In other words, Google is looking for strong identity. Why? Because strong identity is the flipside of strong authority. When you have a problem with your heart, you go to a cardiologist. Would you go to a cardiologist who sold homeowners insurance on the side? No, because such a physician doesn’t seem to be entirely credible in their expertise. That’s because a lack of singular and focused identity, right or wrong, also means a lack of singular authority.
Thus, when a site tends to double down on a particular focus, they’ve often been rewarded by Google’s algorithms. As opposed to taking on topics that fall outside of the site’s core purview for the sake of capturing a high search volume keyword, sites that tend to prolifically discuss their topical matter centered on the core identity are exactly what Google wants.
In other words, Google views a site that goes about producing focused content with a strong center of gravity as a being authoritative, much the way a user would when looking at the same site.
Being rewarded by the algorithm for doing as such only further incentivizes the creation of more highly-detailed and highly-focused content. In other words, Google’s focus on site identity and therefore site authority creates an environment where sites are going to be slowly working towards creating a more focused set of content.
In simple terms, Google’s very algorithm is heavily incentivizing the creation of highly-targeted and very much nuanced content.
The Rise of the Super-Authority and the Hyper-Incentivizing of Niche Content
The dynamic around creating detailed and therefore authoritative content that I expounded upon above is most easily seen when sites have to compete with authority juggernauts on the SERP. With Google’s love affair for all things authoritative, it’s been getting harder and harder for the average site to compete with “super-authorities,” particularly in verticals like Health and Finance, etc.
The logic here is pretty simple. If Google craves sites that produce authoritative content, then it follows that the search engine will give preference to those sites that have demonstrated a unique level of authority within a niche. This, I think, often gets confused with Google favoring “big brands” when, in fact, Google merely favors the authority some of the market’s bigger names have.

> [Supplied records]:

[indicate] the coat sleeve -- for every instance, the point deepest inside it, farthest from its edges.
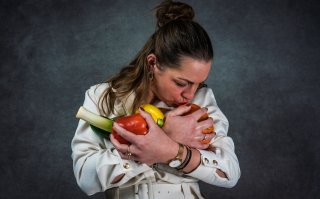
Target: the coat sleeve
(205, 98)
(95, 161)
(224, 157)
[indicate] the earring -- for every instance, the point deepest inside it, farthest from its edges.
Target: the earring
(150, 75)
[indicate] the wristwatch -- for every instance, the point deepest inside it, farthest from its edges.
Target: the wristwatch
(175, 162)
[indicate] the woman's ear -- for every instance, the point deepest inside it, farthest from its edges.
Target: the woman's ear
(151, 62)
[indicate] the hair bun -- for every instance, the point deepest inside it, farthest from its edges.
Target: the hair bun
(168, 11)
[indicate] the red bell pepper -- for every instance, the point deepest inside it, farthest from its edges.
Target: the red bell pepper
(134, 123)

--

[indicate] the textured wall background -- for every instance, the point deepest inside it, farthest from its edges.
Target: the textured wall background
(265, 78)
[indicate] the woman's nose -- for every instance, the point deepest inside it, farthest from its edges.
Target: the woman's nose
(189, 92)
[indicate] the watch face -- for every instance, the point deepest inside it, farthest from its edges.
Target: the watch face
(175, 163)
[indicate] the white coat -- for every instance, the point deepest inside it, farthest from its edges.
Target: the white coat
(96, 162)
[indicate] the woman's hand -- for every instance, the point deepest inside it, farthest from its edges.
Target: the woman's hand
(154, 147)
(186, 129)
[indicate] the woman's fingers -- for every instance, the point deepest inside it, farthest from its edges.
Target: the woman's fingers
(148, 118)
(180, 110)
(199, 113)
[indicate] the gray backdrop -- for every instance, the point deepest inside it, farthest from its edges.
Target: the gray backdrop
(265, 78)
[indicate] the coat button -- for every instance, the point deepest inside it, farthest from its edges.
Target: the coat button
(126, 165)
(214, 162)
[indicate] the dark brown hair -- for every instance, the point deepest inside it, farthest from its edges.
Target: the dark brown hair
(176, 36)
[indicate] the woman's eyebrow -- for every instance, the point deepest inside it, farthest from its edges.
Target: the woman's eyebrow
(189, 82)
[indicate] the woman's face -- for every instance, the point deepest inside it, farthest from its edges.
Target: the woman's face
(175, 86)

---

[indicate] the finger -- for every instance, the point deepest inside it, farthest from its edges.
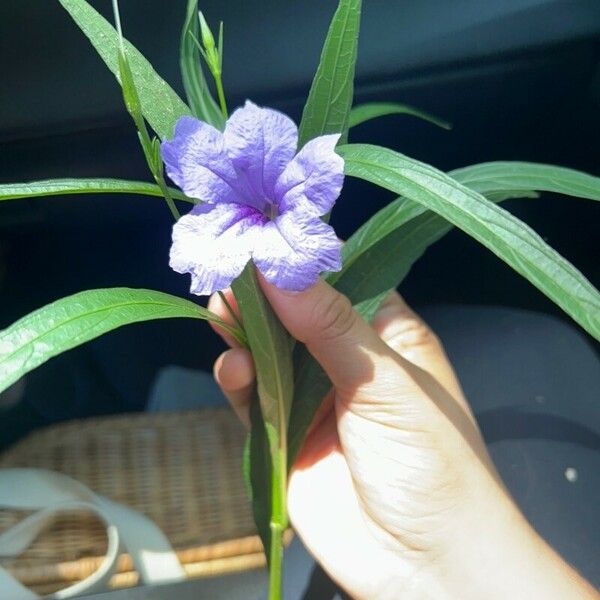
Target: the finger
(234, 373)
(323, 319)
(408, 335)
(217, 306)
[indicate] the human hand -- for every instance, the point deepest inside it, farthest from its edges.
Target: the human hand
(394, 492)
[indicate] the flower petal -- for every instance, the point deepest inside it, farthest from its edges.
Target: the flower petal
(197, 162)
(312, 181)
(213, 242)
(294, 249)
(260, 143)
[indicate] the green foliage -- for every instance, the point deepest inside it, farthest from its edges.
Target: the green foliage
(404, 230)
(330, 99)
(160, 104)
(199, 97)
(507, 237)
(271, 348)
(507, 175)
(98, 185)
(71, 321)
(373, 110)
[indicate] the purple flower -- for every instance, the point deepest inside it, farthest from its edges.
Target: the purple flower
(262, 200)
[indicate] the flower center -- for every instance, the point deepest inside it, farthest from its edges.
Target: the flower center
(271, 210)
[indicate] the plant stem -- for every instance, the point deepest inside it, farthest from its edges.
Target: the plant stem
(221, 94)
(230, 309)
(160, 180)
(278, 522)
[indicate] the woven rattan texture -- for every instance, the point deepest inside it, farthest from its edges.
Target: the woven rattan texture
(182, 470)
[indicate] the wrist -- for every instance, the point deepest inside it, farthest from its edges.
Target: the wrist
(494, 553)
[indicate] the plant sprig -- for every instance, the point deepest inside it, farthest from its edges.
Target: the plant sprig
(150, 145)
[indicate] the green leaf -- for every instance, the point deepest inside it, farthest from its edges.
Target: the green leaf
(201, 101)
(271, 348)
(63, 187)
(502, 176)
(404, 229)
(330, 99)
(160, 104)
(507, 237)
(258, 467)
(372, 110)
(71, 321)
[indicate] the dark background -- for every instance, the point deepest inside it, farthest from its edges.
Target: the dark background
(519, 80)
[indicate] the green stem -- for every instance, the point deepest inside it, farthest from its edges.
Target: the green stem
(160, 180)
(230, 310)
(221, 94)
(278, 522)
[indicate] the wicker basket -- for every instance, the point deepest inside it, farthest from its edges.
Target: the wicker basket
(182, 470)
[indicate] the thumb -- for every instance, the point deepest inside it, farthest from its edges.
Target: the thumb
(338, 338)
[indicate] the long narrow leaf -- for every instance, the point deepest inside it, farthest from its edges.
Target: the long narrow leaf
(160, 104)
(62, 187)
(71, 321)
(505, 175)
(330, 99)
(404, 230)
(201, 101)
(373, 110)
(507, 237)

> [Task details]:
Shorten the paragraph in the excerpt on Google and site authority that starts "The logic here is pretty simple" into a bulleted list that keeps its main points. The rows have no connection to the excerpt on Google and site authority.

> [Finished answer]:
- Google craves sites that produce authoritative content.
- So the search engine prefers sites that have demonstrated a unique level of authority within a niche.
- This is often mistaken for Google favoring "big brands."
- In fact, Google favors only the authority that some of the market's bigger names have.